## Text passage
A traditional approach to PE can alienate some children. Crispin Andrews looks at more inclusive techniques
Denise Knibbs has taught PE at Alfriston Special School in Buckinghamshire for 10 years. At this all-girls upper school, she works with children with a range of impairments right through to severe learning difficulties such as autism and Down syndrome. She has no doubt that in order to provide a high-quality experience for these young people, PE lessons must be adapted.
"Give them a traditional diet of competition, team games and performance-related expectations and our children would wilt, back out of situations and eventually become disaffected with physical activity," she says. "But if lessons are pitched right, they can get just as much out of PE and sport as anyone else."
A key first step is preparation. Many children come to Alfriston full of negative experiences and attitudes. They may lack natural co-ordination, and they may associate PE with mental trauma and even fear, says Denise.
"Many girls come to the school feeling despondent about PE. Having always been the poor relation in mainstream education and never having been chosen for the school team, they simply think they can't do it and feel bad about themselves because of this. Our first job is to persuade them that they can achieve, make progress at their own level and that PE and sport can be enjoyable."
A sense of belonging is facilitated by introducing basic skills in a non-threatening way and by making activities simple and fun. Students are given time to develop at their own speed and technique. Practising alone, in pairs or in very small groups, removes the pressure of having their performance related to group outcome. If they make a mistake no one will laugh, moan because they are letting the team down or let out a condescending sigh.
It is equally crucial that the introductory warm-ups engage the children as well as provide a physical and mental "get-ready". A simple chasing game such as Stuck in the Mud is ideal. It is relevant preparation for a games lesson on dodging and evasion, it ensures all children are moving all the time, and encourages each to be aware of what others are doing. And the children love it - especially if the teacher gets involved.
Denise is able to build on this, introducing skills visually, one at a time. "Many children find sequencing difficult. Give them a series of instructions and they may only remember the first or the last. Showing them three or four ways to evade an opponent simultaneously would be of less value than showing the first - practising it and then moving on to the next. When using verbal explanations, cognitive difficulties can be a barrier to understanding. Show them something, especially with humour, and you have a captive audience."

## Set problem
Return a word-for-word copy of the PE article passage that begins at the words "A traditional approach" and stops after "must be adapted.". The data after the PE article isn't needed.

## Given information
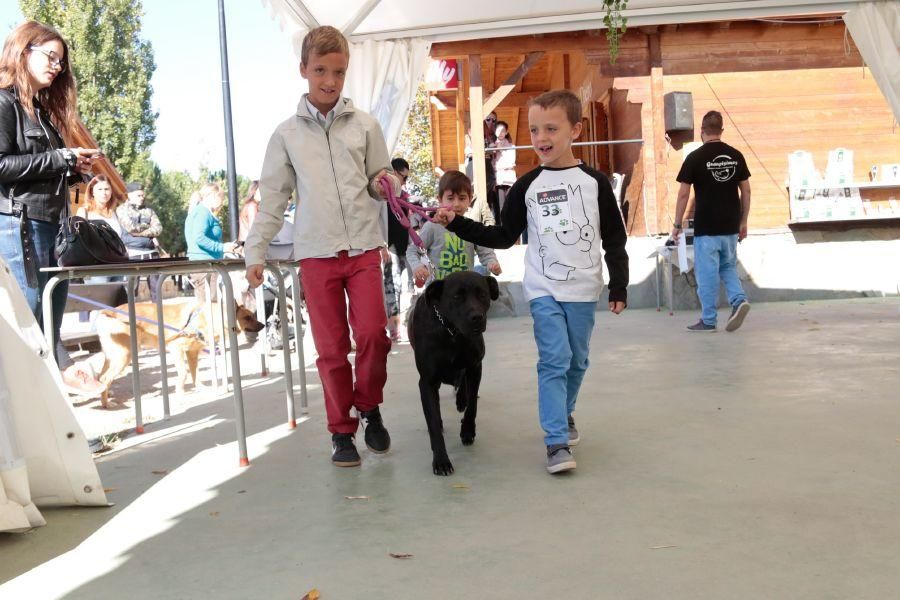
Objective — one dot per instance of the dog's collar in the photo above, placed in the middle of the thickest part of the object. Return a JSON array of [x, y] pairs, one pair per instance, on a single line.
[[441, 320]]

## Full output
A traditional approach to PE can alienate some children. Crispin Andrews looks at more inclusive techniques
Denise Knibbs has taught PE at Alfriston Special School in Buckinghamshire for 10 years. At this all-girls upper school, she works with children with a range of impairments right through to severe learning difficulties such as autism and Down syndrome. She has no doubt that in order to provide a high-quality experience for these young people, PE lessons must be adapted.